(Raw records)

··········

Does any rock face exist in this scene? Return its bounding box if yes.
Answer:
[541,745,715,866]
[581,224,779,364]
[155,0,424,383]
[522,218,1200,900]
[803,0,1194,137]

··········

Convert the records into a two-column CSV with the headers "prompt" and "boxes", one row per record. Put each record's text and its answer in a quoted field, replacing line breaks with spaces.

Expected output ▸
prompt,boxes
"Does any rock face exist in this scene? Return its bounding box if yes. Answer:","[541,745,715,866] [581,224,779,364] [155,0,424,383] [522,218,1200,900] [803,0,1194,137]"